The problem: Copy each line of the records that contains the word "shirt".

Given data:
######

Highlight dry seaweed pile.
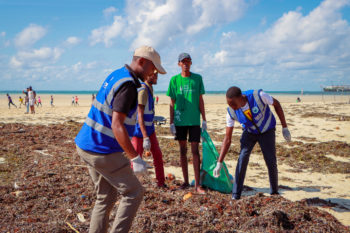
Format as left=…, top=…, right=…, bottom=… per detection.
left=133, top=178, right=348, bottom=232
left=301, top=112, right=350, bottom=121
left=0, top=123, right=349, bottom=232
left=276, top=141, right=350, bottom=173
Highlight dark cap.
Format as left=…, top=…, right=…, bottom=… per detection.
left=178, top=53, right=191, bottom=62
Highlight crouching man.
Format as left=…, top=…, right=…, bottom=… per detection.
left=214, top=86, right=291, bottom=200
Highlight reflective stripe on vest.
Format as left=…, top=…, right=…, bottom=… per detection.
left=85, top=117, right=115, bottom=138
left=227, top=106, right=258, bottom=132
left=134, top=83, right=155, bottom=137
left=92, top=98, right=136, bottom=127
left=75, top=66, right=139, bottom=154
left=227, top=90, right=275, bottom=134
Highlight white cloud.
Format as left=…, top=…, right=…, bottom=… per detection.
left=72, top=61, right=98, bottom=72
left=187, top=0, right=247, bottom=34
left=103, top=6, right=117, bottom=18
left=89, top=16, right=125, bottom=47
left=89, top=0, right=247, bottom=49
left=10, top=47, right=63, bottom=68
left=0, top=31, right=5, bottom=37
left=208, top=0, right=350, bottom=70
left=196, top=0, right=350, bottom=90
left=86, top=61, right=98, bottom=69
left=66, top=36, right=81, bottom=45
left=14, top=24, right=47, bottom=48
left=72, top=61, right=82, bottom=72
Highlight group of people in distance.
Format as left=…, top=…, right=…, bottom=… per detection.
left=6, top=87, right=55, bottom=113
left=74, top=45, right=292, bottom=233
left=71, top=96, right=79, bottom=106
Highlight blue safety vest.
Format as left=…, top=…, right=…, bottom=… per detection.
left=75, top=66, right=139, bottom=153
left=227, top=89, right=276, bottom=134
left=134, top=82, right=155, bottom=138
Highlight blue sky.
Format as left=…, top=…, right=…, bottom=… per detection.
left=1, top=0, right=350, bottom=91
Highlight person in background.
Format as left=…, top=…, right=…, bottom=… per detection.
left=213, top=86, right=291, bottom=200
left=37, top=96, right=42, bottom=107
left=92, top=94, right=95, bottom=103
left=23, top=89, right=29, bottom=114
left=6, top=94, right=17, bottom=109
left=75, top=45, right=166, bottom=233
left=131, top=72, right=166, bottom=188
left=28, top=86, right=35, bottom=114
left=167, top=52, right=207, bottom=194
left=19, top=96, right=24, bottom=108
left=50, top=95, right=54, bottom=107
left=156, top=96, right=159, bottom=104
left=71, top=96, right=75, bottom=106
left=75, top=96, right=79, bottom=106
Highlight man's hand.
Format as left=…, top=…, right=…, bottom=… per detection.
left=213, top=162, right=223, bottom=178
left=202, top=120, right=207, bottom=131
left=282, top=127, right=291, bottom=142
left=143, top=137, right=151, bottom=150
left=170, top=123, right=176, bottom=136
left=131, top=155, right=148, bottom=174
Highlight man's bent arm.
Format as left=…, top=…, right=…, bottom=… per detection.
left=111, top=111, right=138, bottom=159
left=218, top=126, right=234, bottom=163
left=272, top=98, right=287, bottom=128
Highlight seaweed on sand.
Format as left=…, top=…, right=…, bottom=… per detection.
left=0, top=123, right=349, bottom=232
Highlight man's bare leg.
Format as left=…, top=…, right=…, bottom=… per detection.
left=191, top=142, right=205, bottom=194
left=179, top=140, right=189, bottom=187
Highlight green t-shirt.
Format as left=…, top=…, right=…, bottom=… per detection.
left=167, top=72, right=205, bottom=126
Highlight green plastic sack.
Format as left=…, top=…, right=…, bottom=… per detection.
left=200, top=130, right=233, bottom=194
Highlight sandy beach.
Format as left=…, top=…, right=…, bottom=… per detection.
left=1, top=93, right=350, bottom=227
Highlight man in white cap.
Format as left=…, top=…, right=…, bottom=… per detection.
left=75, top=45, right=166, bottom=233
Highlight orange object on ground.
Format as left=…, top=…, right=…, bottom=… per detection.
left=183, top=192, right=193, bottom=201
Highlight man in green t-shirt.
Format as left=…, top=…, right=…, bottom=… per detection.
left=167, top=53, right=207, bottom=194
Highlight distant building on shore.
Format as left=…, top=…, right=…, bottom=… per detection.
left=323, top=85, right=350, bottom=92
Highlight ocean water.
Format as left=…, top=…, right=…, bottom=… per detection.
left=1, top=90, right=350, bottom=96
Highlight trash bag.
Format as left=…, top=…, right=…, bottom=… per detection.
left=200, top=130, right=233, bottom=194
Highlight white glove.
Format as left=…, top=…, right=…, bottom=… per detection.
left=202, top=121, right=207, bottom=131
left=282, top=127, right=291, bottom=142
left=143, top=137, right=151, bottom=150
left=131, top=155, right=148, bottom=174
left=170, top=123, right=176, bottom=136
left=213, top=162, right=223, bottom=178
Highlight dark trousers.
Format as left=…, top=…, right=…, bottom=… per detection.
left=232, top=128, right=278, bottom=199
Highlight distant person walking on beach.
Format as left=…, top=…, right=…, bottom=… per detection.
left=18, top=96, right=24, bottom=108
left=132, top=72, right=166, bottom=188
left=6, top=94, right=17, bottom=109
left=71, top=96, right=75, bottom=106
left=75, top=96, right=79, bottom=106
left=28, top=86, right=36, bottom=114
left=92, top=94, right=95, bottom=103
left=156, top=95, right=159, bottom=104
left=167, top=52, right=207, bottom=194
left=75, top=45, right=166, bottom=233
left=37, top=96, right=42, bottom=107
left=50, top=95, right=54, bottom=107
left=23, top=89, right=29, bottom=114
left=213, top=86, right=291, bottom=200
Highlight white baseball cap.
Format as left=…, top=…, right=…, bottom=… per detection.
left=133, top=45, right=167, bottom=74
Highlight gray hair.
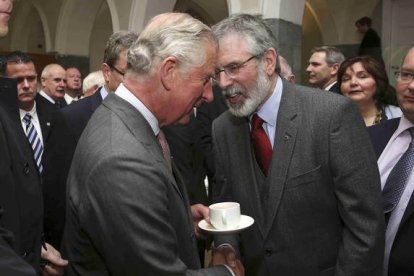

######

Response area:
Highlight green t-shirt.
Highlight man in green t-shirt.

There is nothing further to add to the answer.